== Available data
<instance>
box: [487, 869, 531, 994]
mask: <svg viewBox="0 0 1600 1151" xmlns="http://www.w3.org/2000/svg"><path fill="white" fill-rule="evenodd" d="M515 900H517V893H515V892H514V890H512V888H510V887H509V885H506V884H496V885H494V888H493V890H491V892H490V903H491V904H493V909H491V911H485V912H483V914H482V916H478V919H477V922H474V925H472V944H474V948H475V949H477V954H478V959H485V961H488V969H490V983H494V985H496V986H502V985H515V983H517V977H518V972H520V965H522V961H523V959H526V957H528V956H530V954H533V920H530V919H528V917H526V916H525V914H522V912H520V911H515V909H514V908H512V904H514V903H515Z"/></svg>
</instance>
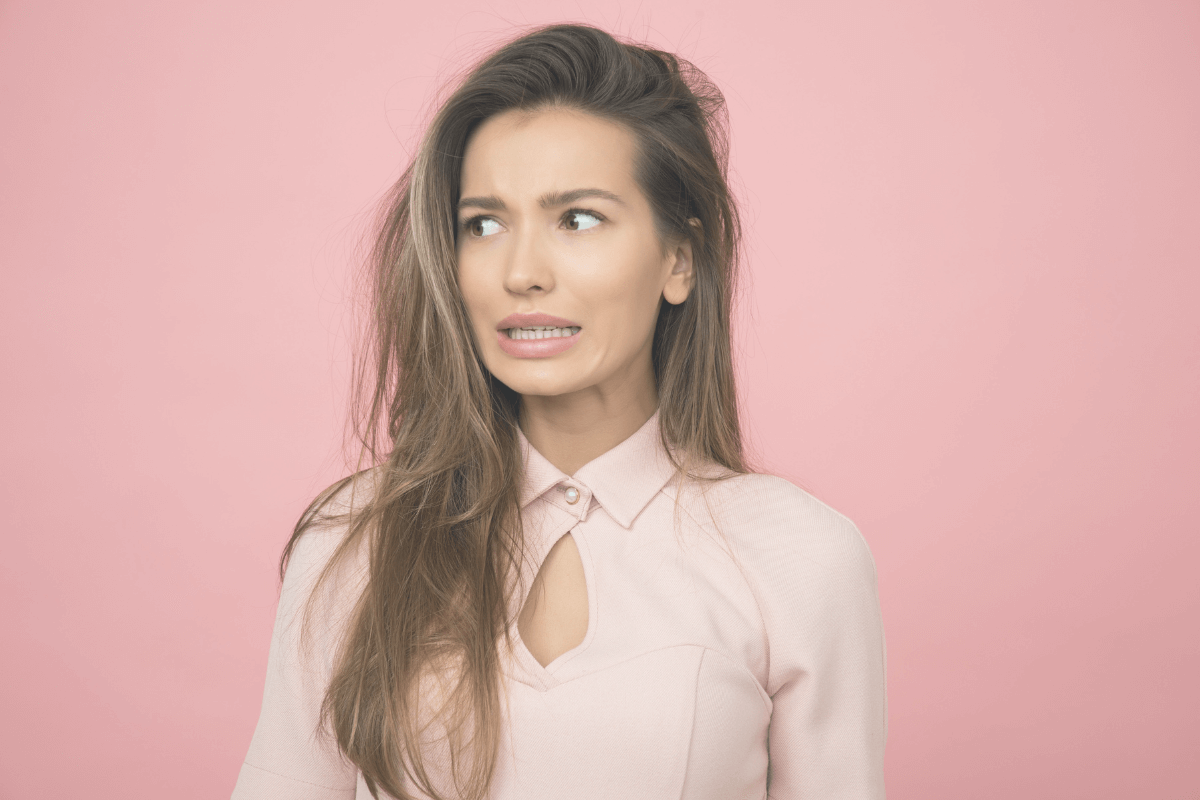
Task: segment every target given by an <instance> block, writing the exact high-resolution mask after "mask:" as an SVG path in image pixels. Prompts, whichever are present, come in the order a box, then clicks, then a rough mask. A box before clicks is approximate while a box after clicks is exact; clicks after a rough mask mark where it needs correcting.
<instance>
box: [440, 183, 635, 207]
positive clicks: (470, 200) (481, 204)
mask: <svg viewBox="0 0 1200 800" xmlns="http://www.w3.org/2000/svg"><path fill="white" fill-rule="evenodd" d="M589 197H598V198H602V199H605V200H612V201H613V203H619V204H622V205H625V201H624V200H622V199H620V197H619V196H617V194H613V193H612V192H610V191H607V190H602V188H572V190H570V191H568V192H547V193H545V194H542V196H541V197H540V198H538V204H539V205H541V207H544V209H554V207H559V206H564V205H570V204H572V203H578V201H580V200H582V199H586V198H589ZM463 209H480V210H482V211H506V210H508V206H506V205H504V200H502V199H500V198H498V197H496V196H494V194H488V196H486V197H464V198H462V199H461V200H458V210H460V211H462V210H463Z"/></svg>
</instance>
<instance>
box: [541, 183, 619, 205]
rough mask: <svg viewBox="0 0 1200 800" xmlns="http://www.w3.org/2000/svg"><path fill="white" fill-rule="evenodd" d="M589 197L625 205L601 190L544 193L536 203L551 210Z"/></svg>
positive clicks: (597, 188)
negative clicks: (591, 197) (603, 199)
mask: <svg viewBox="0 0 1200 800" xmlns="http://www.w3.org/2000/svg"><path fill="white" fill-rule="evenodd" d="M589 197H599V198H604V199H605V200H612V201H613V203H620V204H622V205H625V201H624V200H622V199H620V198H619V197H618V196H616V194H613V193H612V192H608V191H606V190H602V188H572V190H571V191H569V192H546V193H545V194H542V196H541V197H540V198H539V199H538V203H539V204H540V205H541V207H544V209H553V207H557V206H562V205H570V204H571V203H577V201H578V200H582V199H584V198H589Z"/></svg>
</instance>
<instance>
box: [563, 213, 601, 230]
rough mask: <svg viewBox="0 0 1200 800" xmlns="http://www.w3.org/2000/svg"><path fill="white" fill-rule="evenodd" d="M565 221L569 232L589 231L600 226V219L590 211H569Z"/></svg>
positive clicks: (598, 217)
mask: <svg viewBox="0 0 1200 800" xmlns="http://www.w3.org/2000/svg"><path fill="white" fill-rule="evenodd" d="M564 221H565V223H566V229H568V230H587V229H588V228H595V227H596V225H599V224H600V217H598V216H596V215H594V213H592V212H590V211H568V212H566V217H564Z"/></svg>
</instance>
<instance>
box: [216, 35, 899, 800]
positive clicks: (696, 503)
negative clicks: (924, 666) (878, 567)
mask: <svg viewBox="0 0 1200 800" xmlns="http://www.w3.org/2000/svg"><path fill="white" fill-rule="evenodd" d="M722 115H724V104H722V100H721V96H720V92H719V91H716V89H715V88H714V86H713V85H712V84H709V83H708V82H707V80H706V78H704V77H703V76H702V74H701V73H698V72H697V71H696V70H695V68H692V67H691V66H690V65H686V64H685V62H683V61H680V60H678V59H676V58H674V56H672V55H670V54H666V53H660V52H655V50H650V49H646V48H642V47H636V46H632V44H624V43H619V42H617V41H616V40H614V38H612V37H611V36H608V35H607V34H605V32H602V31H599V30H596V29H594V28H588V26H575V25H559V26H552V28H546V29H542V30H538V31H535V32H533V34H529V35H527V36H524V37H522V38H518V40H516V41H515V42H512V43H510V44H508V46H505V47H503V48H502V49H499V50H498V52H496V53H494V54H493V55H491V56H490V58H487V59H486V60H484V61H482V62H481V64H480V65H479V66H478V67H476V68H475V70H474V71H473V72H472V73H470V74H469V76H468V77H467V79H466V80H464V83H463V84H462V85H461V86H460V88H458V89H457V91H456V92H455V94H454V95H452V96H451V97H450V98H449V100H448V101H446V102H445V104H444V106H443V107H442V109H440V110H439V112H438V114H437V115H436V118H434V119H433V121H432V124H431V126H430V128H428V131H427V133H426V134H425V138H424V140H422V143H421V146H420V150H419V152H418V155H416V157H415V160H414V162H413V164H412V166H410V167H409V169H408V170H407V172H406V174H404V175H403V178H402V179H401V181H400V182H398V184H397V186H396V188H395V191H394V194H392V197H391V200H390V204H389V211H388V215H386V217H385V221H384V223H383V225H382V229H380V233H379V237H378V241H377V247H376V251H374V254H373V265H374V267H376V273H374V329H373V331H374V338H373V342H374V351H373V354H372V355H371V363H372V368H371V369H368V371H366V372H362V373H360V378H361V377H364V375H365V377H367V378H368V379H364V380H361V385H364V386H366V392H362V393H360V395H359V396H360V398H361V399H362V401H364V402H362V403H361V408H362V409H365V413H364V414H362V415H361V419H360V423H361V426H360V431H361V432H362V440H364V444H365V446H364V455H365V459H366V461H367V462H370V464H371V468H370V469H366V470H364V471H360V473H359V474H356V475H354V476H352V477H349V479H346V480H343V481H342V482H340V483H337V485H335V486H334V487H330V489H328V491H326V492H325V493H323V494H322V495H320V497H319V498H318V499H317V500H316V501H314V503H313V505H312V506H311V507H310V509H308V511H306V513H305V515H304V517H302V518H301V521H300V522H299V523H298V525H296V529H295V533H294V534H293V537H292V541H290V542H289V543H288V547H287V548H286V551H284V557H283V561H282V563H281V571H282V572H283V576H284V578H283V590H282V595H281V600H280V609H278V618H277V621H276V630H275V636H274V639H272V644H271V656H270V662H269V667H268V679H266V688H265V696H264V700H263V712H262V717H260V720H259V723H258V728H257V729H256V733H254V739H253V741H252V744H251V747H250V752H248V754H247V757H246V763H245V764H244V766H242V770H241V774H240V777H239V781H238V786H236V788H235V790H234V798H236V799H246V800H248V799H258V798H367V796H384V795H391V796H395V798H424V796H431V798H484V796H491V798H505V799H506V798H514V799H516V798H520V799H522V800H528V799H532V798H571V799H574V798H605V799H607V800H611V799H614V798H668V796H670V798H680V796H682V798H688V799H713V800H718V799H721V800H727V799H736V798H762V796H766V795H767V793H768V790H769V794H770V796H772V798H815V799H816V798H821V799H830V798H864V799H865V798H882V796H883V778H882V759H883V744H884V738H886V699H884V652H883V634H882V626H881V620H880V609H878V600H877V594H876V577H875V567H874V563H872V560H871V555H870V553H869V551H868V548H866V545H865V543H864V541H863V539H862V536H860V535H859V533H858V530H857V529H856V528H854V525H853V524H852V523H851V522H850V521H847V519H846V518H845V517H842V516H840V515H838V513H836V512H835V511H833V510H830V509H829V507H827V506H824V505H822V504H821V503H818V501H817V500H815V499H814V498H811V497H810V495H808V494H806V493H804V492H803V491H800V489H798V488H796V487H794V486H792V485H791V483H788V482H786V481H784V480H781V479H778V477H772V476H768V475H760V474H752V473H750V471H749V470H748V468H746V465H745V463H744V461H743V453H742V439H740V434H739V429H738V415H737V405H736V393H734V385H733V369H732V362H731V350H730V307H731V295H732V288H733V277H734V271H733V267H734V264H736V255H737V252H738V219H737V213H736V209H734V206H733V203H732V200H731V198H730V192H728V188H727V185H726V180H725V168H726V152H725V138H724V132H722V128H721V122H722Z"/></svg>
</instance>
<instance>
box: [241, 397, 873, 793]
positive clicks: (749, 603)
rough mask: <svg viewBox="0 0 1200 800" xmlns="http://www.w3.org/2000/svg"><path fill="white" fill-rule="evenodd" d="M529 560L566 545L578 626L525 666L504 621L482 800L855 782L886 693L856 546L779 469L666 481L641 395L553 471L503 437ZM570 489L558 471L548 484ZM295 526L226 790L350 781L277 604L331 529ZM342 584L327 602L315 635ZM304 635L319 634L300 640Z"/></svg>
====
Directive
Show every line above that contains the string "positive".

Answer to the problem
positive clicks: (470, 200) (481, 204)
positive clicks: (597, 188)
positive clicks: (598, 217)
positive clicks: (696, 503)
positive clicks: (749, 603)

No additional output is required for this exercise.